***** RECORD LIST
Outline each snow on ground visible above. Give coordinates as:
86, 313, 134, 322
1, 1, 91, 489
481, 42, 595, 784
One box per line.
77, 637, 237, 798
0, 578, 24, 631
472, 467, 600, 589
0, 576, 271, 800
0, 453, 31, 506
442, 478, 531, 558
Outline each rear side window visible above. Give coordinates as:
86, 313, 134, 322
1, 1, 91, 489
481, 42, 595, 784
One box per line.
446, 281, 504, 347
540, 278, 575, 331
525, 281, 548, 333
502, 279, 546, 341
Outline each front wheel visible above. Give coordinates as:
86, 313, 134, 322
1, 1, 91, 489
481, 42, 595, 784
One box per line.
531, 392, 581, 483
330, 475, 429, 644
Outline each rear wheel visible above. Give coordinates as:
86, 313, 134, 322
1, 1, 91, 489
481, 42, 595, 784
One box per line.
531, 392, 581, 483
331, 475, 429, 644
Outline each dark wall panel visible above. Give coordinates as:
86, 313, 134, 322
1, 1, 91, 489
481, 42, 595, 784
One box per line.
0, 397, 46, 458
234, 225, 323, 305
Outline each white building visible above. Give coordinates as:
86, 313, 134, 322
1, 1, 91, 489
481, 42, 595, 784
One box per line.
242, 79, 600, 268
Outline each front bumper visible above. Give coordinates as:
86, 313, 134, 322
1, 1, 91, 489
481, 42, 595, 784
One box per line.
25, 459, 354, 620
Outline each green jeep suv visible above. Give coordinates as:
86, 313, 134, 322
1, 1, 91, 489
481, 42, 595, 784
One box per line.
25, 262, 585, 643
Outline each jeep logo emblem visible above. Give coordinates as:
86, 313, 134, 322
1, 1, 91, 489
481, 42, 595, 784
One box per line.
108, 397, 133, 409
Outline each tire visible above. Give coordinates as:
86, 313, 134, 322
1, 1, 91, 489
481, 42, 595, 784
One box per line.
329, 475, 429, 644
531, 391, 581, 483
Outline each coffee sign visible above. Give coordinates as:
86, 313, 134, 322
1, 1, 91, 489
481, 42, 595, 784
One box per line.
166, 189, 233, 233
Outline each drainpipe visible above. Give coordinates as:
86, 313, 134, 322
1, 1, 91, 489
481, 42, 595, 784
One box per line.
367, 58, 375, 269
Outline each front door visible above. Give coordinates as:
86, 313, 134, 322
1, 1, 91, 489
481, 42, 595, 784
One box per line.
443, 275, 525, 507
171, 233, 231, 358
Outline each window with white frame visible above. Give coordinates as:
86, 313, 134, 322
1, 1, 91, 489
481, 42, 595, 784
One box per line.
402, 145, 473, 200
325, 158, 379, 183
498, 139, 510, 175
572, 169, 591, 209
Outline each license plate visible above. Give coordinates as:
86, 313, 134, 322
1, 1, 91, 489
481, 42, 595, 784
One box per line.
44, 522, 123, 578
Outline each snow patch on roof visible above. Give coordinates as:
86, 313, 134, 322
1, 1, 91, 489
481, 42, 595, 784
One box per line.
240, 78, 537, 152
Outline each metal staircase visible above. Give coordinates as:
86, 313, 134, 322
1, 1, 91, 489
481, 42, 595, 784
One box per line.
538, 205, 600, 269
**********
Arrange the lines of the records as a Markdown table with the columns Row and Line, numbering each row and leaving out blank lines. Begin at the line that contains "Outline each dark" and stop after the line that contains "108, 397, 133, 409".

| Row | Line |
|---|---|
| 1 | Outline each dark wall panel visible above. Give coordinates as: |
| 2 | 86, 313, 134, 322 |
| 3 | 1, 1, 91, 489 |
| 4 | 481, 42, 595, 784 |
| 5 | One box per line. |
| 6 | 0, 397, 46, 458 |
| 7 | 234, 225, 323, 305 |
| 8 | Outline each white building visible above. Give coordinates as: |
| 9 | 86, 313, 134, 322 |
| 10 | 1, 1, 91, 489 |
| 11 | 481, 42, 595, 784 |
| 12 | One box per line. |
| 13 | 242, 79, 600, 268 |
| 14 | Outline each front bumper visible above. Give coordinates as: |
| 15 | 86, 313, 134, 322 |
| 16 | 1, 1, 91, 489 |
| 17 | 481, 42, 595, 784 |
| 18 | One box per line. |
| 19 | 25, 459, 354, 620 |
| 20 | Outline each green jeep suv visible above. Give coordinates as: |
| 21 | 86, 313, 134, 322 |
| 22 | 1, 1, 91, 489 |
| 23 | 481, 42, 595, 784 |
| 24 | One box per line. |
| 25 | 25, 262, 585, 643 |
| 26 | Outline each jeep logo emblem visible above. Give coordinates as: |
| 27 | 86, 313, 134, 322 |
| 28 | 1, 1, 91, 489 |
| 29 | 481, 42, 595, 784 |
| 30 | One box per line. |
| 31 | 108, 397, 133, 409 |